+++ Records supplied +++

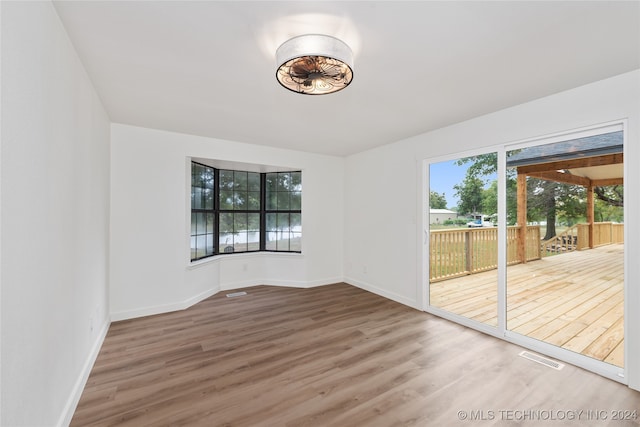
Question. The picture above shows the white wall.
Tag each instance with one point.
(150, 181)
(382, 247)
(55, 219)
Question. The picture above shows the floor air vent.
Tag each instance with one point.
(236, 294)
(542, 360)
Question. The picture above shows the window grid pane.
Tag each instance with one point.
(202, 211)
(231, 211)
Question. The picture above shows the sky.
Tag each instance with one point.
(444, 175)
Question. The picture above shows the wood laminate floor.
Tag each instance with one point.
(330, 356)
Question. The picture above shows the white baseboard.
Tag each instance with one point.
(167, 308)
(383, 293)
(78, 387)
(163, 308)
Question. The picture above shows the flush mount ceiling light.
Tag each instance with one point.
(314, 64)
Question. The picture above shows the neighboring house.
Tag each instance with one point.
(439, 216)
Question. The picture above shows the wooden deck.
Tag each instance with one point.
(573, 300)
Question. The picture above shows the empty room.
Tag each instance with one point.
(319, 213)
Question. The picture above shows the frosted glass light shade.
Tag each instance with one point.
(314, 64)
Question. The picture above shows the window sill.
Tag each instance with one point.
(217, 258)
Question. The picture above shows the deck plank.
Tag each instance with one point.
(574, 300)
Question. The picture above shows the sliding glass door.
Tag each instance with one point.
(463, 237)
(565, 240)
(527, 242)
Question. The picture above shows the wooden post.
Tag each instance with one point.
(590, 214)
(522, 217)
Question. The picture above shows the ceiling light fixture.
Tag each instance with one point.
(314, 64)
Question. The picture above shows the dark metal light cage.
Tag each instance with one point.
(314, 64)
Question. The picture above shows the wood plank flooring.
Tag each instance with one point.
(328, 356)
(573, 300)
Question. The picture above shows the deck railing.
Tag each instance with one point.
(462, 251)
(459, 252)
(576, 238)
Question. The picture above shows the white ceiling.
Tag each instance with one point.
(208, 67)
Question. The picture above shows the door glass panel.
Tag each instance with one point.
(463, 237)
(565, 245)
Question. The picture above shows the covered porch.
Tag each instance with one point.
(574, 300)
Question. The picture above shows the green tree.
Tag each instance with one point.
(437, 200)
(470, 193)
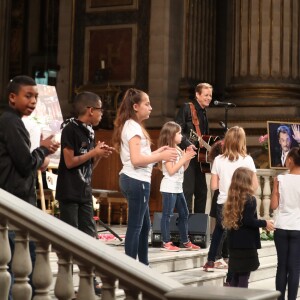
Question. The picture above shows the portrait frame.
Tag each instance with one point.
(275, 148)
(110, 5)
(111, 48)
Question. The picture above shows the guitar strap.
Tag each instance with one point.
(195, 119)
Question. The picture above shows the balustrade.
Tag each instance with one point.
(91, 255)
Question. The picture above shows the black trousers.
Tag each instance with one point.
(79, 215)
(194, 184)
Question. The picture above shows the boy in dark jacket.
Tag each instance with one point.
(80, 154)
(18, 166)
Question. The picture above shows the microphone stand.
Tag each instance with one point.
(227, 107)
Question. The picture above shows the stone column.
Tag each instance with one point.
(65, 54)
(165, 56)
(4, 46)
(199, 46)
(265, 53)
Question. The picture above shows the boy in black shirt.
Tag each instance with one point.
(79, 155)
(18, 165)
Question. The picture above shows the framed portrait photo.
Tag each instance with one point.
(282, 136)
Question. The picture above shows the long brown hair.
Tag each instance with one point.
(234, 143)
(167, 134)
(125, 112)
(240, 187)
(167, 137)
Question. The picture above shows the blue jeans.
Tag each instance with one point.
(171, 201)
(137, 193)
(287, 244)
(217, 235)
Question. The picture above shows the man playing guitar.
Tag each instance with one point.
(194, 183)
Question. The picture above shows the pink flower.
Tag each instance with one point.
(263, 138)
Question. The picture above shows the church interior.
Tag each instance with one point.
(247, 49)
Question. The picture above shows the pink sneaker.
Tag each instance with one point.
(189, 246)
(169, 247)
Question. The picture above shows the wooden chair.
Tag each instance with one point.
(46, 195)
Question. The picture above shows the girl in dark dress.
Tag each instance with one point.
(240, 219)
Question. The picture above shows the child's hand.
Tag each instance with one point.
(169, 154)
(270, 225)
(191, 148)
(103, 150)
(50, 144)
(45, 164)
(188, 155)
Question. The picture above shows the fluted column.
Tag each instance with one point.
(199, 46)
(4, 45)
(200, 40)
(5, 257)
(265, 52)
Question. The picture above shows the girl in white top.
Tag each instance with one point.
(286, 197)
(171, 188)
(133, 142)
(234, 155)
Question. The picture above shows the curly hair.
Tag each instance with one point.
(240, 188)
(125, 112)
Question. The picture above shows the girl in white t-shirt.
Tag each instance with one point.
(286, 197)
(133, 142)
(171, 188)
(234, 155)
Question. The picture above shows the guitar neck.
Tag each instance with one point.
(205, 145)
(201, 141)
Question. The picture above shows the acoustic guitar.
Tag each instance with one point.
(205, 143)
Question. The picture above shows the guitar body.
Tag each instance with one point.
(203, 152)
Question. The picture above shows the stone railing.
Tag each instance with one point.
(72, 246)
(264, 191)
(92, 257)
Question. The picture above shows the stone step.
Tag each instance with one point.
(269, 282)
(186, 267)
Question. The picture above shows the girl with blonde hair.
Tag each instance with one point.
(240, 220)
(171, 188)
(286, 197)
(132, 140)
(234, 155)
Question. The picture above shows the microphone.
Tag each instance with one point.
(218, 103)
(222, 124)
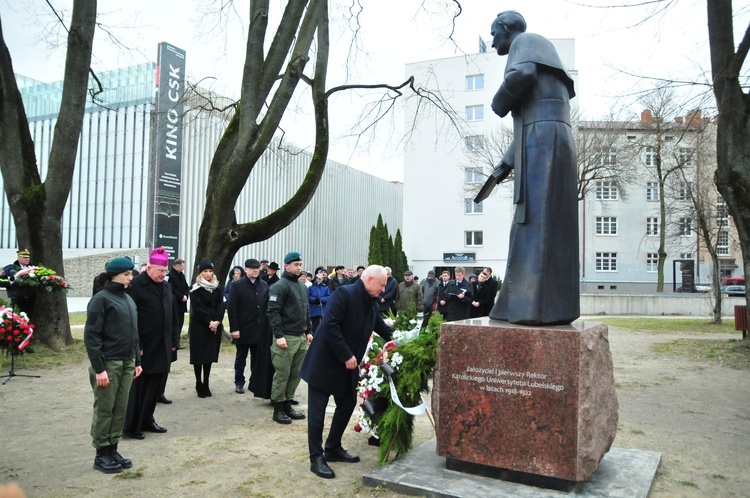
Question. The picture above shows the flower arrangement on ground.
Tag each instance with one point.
(406, 363)
(41, 279)
(16, 330)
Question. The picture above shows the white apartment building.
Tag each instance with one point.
(620, 223)
(443, 169)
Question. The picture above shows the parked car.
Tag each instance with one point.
(734, 290)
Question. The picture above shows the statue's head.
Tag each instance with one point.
(506, 26)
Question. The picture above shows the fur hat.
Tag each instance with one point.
(205, 264)
(159, 256)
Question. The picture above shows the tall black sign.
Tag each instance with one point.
(166, 171)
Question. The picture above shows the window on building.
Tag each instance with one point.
(722, 214)
(474, 112)
(683, 191)
(474, 143)
(722, 244)
(606, 261)
(650, 156)
(474, 238)
(473, 175)
(470, 207)
(606, 225)
(606, 190)
(685, 228)
(686, 156)
(608, 156)
(474, 82)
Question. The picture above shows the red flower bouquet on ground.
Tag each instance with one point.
(16, 330)
(41, 279)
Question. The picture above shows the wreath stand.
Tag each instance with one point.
(12, 373)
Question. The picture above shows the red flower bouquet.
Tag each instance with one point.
(16, 330)
(41, 279)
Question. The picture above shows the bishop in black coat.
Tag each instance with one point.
(158, 337)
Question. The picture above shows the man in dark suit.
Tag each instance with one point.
(247, 313)
(338, 279)
(387, 298)
(492, 286)
(459, 296)
(271, 276)
(158, 337)
(180, 291)
(331, 365)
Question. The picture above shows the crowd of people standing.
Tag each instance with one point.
(292, 323)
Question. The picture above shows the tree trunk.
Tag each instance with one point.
(37, 207)
(250, 133)
(732, 140)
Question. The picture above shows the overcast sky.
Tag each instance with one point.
(610, 42)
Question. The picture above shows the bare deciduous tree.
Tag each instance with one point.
(270, 78)
(733, 128)
(37, 205)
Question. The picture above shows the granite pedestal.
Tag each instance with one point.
(535, 405)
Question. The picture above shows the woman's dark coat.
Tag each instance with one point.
(205, 307)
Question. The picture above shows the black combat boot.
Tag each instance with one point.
(279, 415)
(105, 463)
(291, 412)
(124, 462)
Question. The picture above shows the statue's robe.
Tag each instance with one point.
(541, 285)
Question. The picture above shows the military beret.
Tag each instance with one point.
(292, 257)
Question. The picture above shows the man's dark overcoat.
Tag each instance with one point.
(157, 323)
(245, 309)
(351, 316)
(180, 289)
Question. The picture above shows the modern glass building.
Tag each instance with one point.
(112, 204)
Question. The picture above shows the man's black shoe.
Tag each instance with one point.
(105, 463)
(341, 455)
(320, 468)
(126, 463)
(279, 415)
(291, 412)
(155, 428)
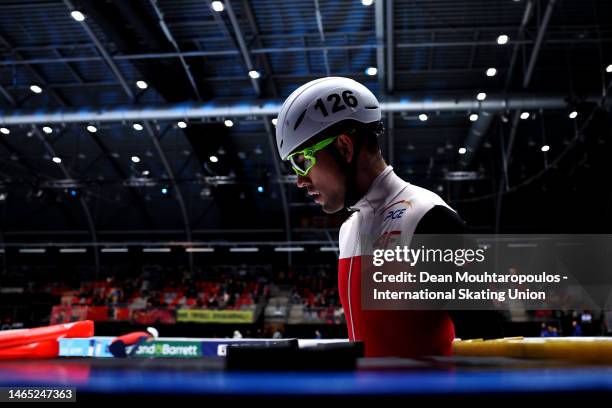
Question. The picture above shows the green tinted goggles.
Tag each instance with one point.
(304, 160)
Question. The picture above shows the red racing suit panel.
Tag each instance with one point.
(391, 207)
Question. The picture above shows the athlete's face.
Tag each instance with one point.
(325, 182)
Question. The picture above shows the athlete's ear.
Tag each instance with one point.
(344, 145)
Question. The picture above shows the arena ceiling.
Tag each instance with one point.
(99, 153)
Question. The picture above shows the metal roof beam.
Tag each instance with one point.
(272, 107)
(244, 51)
(319, 19)
(119, 76)
(379, 17)
(170, 38)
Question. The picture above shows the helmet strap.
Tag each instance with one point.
(351, 195)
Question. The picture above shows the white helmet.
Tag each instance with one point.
(319, 104)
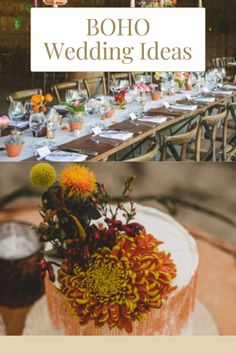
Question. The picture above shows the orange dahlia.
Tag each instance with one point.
(119, 285)
(79, 181)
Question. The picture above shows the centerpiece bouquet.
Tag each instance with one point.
(40, 102)
(120, 98)
(76, 111)
(179, 78)
(155, 92)
(108, 267)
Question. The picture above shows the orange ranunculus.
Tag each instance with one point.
(48, 97)
(36, 99)
(36, 108)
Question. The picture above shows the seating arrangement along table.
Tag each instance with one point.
(120, 121)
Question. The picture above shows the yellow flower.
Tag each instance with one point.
(79, 181)
(48, 97)
(42, 175)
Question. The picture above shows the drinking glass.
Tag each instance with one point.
(16, 112)
(71, 95)
(52, 121)
(37, 122)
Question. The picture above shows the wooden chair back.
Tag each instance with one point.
(62, 86)
(23, 94)
(183, 140)
(135, 75)
(95, 85)
(210, 124)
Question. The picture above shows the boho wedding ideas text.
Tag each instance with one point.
(117, 39)
(100, 50)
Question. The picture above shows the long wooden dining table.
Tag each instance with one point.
(141, 130)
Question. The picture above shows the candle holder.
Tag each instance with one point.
(20, 280)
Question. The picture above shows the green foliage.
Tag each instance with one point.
(14, 140)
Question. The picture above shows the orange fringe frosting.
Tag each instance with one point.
(120, 285)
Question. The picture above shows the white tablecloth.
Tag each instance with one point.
(65, 136)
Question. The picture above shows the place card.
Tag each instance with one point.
(117, 135)
(132, 116)
(64, 156)
(159, 120)
(96, 130)
(166, 105)
(205, 90)
(204, 99)
(184, 107)
(43, 151)
(188, 97)
(223, 93)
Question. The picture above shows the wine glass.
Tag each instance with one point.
(71, 95)
(36, 122)
(52, 122)
(16, 112)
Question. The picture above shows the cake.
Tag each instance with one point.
(133, 270)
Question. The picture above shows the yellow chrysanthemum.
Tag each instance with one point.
(42, 175)
(119, 285)
(79, 181)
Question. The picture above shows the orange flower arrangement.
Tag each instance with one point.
(79, 181)
(110, 270)
(119, 285)
(40, 101)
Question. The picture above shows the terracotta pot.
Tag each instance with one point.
(155, 96)
(188, 87)
(14, 150)
(75, 126)
(109, 114)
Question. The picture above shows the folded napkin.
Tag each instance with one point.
(4, 120)
(163, 111)
(230, 87)
(153, 119)
(63, 156)
(117, 135)
(204, 99)
(183, 107)
(60, 107)
(20, 124)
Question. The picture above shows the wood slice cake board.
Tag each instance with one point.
(203, 322)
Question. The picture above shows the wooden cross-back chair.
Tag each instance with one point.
(135, 75)
(95, 85)
(182, 141)
(207, 145)
(23, 94)
(63, 86)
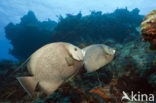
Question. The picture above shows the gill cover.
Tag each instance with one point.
(75, 52)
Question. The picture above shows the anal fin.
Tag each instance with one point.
(29, 83)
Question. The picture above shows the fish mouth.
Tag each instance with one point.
(83, 53)
(114, 51)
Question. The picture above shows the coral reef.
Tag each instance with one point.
(148, 29)
(97, 27)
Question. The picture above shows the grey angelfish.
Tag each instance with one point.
(50, 66)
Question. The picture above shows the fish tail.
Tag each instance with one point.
(29, 83)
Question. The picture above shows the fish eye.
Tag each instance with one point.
(75, 49)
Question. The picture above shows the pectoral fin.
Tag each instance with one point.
(29, 83)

+++

== Your goal ==
Omit the pictures and print again exactly the lines from the one with "Question. The picture above shows the orange flower" through the final line of the entries, both ends included.

== Written reply ==
Question. The picture above shows the orange flower arrangement.
Tag each instance with one point.
(79, 181)
(110, 270)
(119, 285)
(40, 101)
Question. The picture above shows the terracotta pot.
Tag each instance with one point.
(155, 96)
(188, 87)
(14, 150)
(75, 126)
(109, 114)
Question. The picture above shows the folded napkin.
Tag each instance with one point.
(4, 120)
(163, 111)
(230, 87)
(153, 119)
(63, 156)
(117, 135)
(204, 99)
(183, 107)
(60, 107)
(20, 124)
Question. The picture above shows the wood slice cake board.
Tag each instance with one point.
(203, 322)
Question. The picture above shows the wooden cross-back chair.
Tag each instance with one point.
(135, 75)
(95, 85)
(182, 141)
(207, 145)
(23, 94)
(63, 86)
Question. The picture above shows the gill cover.
Tag each instance with one point.
(75, 52)
Question. The picture above shows the anal fin.
Tag each instance with one point.
(29, 83)
Question. The picture above shows the fish mouth.
Tag each instance with one point.
(83, 53)
(114, 51)
Question. The picture above shows the coral reef.
Tag each instance with one point.
(148, 29)
(97, 27)
Question. The picture above shows the grey angelfish.
Tag each instance with one point.
(50, 66)
Question. The picture above shows the fish tail.
Tag each instance with one point.
(29, 83)
Question. The picture above shows the fish eye.
Tag each instance with one point.
(75, 49)
Question. The picture above shows the pectoral fin.
Tag each instance with one point.
(29, 83)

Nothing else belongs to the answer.